::: Supplied passage

# Python data types and structures

In the [Intro notebook](1_PY_Intro.ipynb), we introduced among other things the idea of variables, which we could use to store several different kinds of information. We could store text, numbers, or truth values. These different kinds of information correspond with different Python data `type`s.

We also briefly introduced the Python `list`, which can be used to store a collection of data.

Sometimes we will store information in individual variables, but often we will be working with several pieces of information that we want to group together because of their relationship or similarity. For example, if we were shopping for clothing, we could store each item we are going to buy in separate variables or we could store all of the items in one `list`.

In [4]:
clothing_a = 'shirts'
clothing_b = 'sandals'
clothing_c = 'shoes'
clothing_d = 'singlets'
clothing_e = 'boxers'

clothing_list = ['shirts', 'sandals', 'shoes', 'singlets', 'boxers']

Which of these approaches seems more useful to you? Let's write a short example function that "buys" each of the clothing we need.

In [3]:
def buy_clothing_individual(item_a, item_b, item_c, item_d, item_e):
    print('Buying %s...' % item_a)
    print('Buying %s...' % item_b)
    print('Buying %s...' % item_c)
    print('Buying %s...' % item_d)
    print('Buying %s...' % item_e)

def buy_clothing_list(items):
    for item in items:
        print('Buying %s...' % item)

In [5]:
buy_clothing_individual(clothing_a, clothing_b, clothing_c, clothing_d, clothing_e)        

Buying shirts...
Buying sandals...
Buying shoes...
Buying singlets...
Buying boxers...


In [6]:
buy_clothing_list(clothing_list)

Buying shirts...
Buying sandals...
Buying shoes...
Buying singlets...
Buying boxers...


By using a `list`, we could use a `for` loop to write a much shorter function (in The Zen of Python, by Tim Peters, the 3rd commandment is: _"Simple is better than complex"_. You can run `import this` to see them). But even more important, `buy_clothing_list` is much more flexible. What if instead of buying five items, we wanted to buy more or less?

::::::
::: Supplied information

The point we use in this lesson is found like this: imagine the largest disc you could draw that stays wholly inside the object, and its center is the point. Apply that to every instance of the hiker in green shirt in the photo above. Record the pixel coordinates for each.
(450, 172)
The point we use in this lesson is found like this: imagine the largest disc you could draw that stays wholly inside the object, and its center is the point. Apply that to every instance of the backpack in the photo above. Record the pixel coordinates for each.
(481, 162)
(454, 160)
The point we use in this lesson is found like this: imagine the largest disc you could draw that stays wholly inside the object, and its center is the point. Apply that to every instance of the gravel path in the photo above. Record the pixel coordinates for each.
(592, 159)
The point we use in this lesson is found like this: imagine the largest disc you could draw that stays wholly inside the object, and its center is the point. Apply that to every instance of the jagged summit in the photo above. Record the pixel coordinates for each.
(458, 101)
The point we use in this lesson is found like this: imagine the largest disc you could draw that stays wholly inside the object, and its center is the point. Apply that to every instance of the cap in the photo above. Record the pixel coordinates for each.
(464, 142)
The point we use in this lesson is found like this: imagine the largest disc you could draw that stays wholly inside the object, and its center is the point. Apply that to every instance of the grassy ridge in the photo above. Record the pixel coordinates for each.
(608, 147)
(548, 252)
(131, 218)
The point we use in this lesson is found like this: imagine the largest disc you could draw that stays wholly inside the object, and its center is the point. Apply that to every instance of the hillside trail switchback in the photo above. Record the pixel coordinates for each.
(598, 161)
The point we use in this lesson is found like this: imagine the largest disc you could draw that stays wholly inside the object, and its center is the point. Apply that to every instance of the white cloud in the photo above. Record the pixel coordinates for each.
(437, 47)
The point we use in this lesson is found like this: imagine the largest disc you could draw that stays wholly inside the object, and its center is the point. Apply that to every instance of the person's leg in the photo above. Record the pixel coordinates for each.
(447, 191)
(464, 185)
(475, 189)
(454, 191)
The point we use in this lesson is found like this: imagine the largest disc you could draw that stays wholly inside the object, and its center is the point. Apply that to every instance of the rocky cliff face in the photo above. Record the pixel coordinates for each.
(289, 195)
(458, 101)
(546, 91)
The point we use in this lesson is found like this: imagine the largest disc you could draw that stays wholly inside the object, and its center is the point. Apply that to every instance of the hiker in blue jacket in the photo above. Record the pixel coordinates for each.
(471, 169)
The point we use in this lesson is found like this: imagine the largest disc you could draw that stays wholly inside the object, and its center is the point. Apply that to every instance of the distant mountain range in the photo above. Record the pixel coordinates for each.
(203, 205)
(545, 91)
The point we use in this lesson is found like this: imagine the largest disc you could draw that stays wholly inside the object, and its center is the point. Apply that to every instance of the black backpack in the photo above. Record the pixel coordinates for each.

::::::

→ **Goal**
From the Python data types text, quote the passage that begins at the words "Which of these" and stops after the words "print('Buying %s...' % item_e)".

→ **Solution to the problem**
Which of these approaches seems more useful to you? Let's write a short example function that "buys" each of the clothing we need.

In [3]:
def buy_clothing_individual(item_a, item_b, item_c, item_d, item_e):
    print('Buying %s...' % item_a)
    print('Buying %s...' % item_b)
    print('Buying %s...' % item_c)
    print('Buying %s...' % item_d)
    print('Buying %s...' % item_e)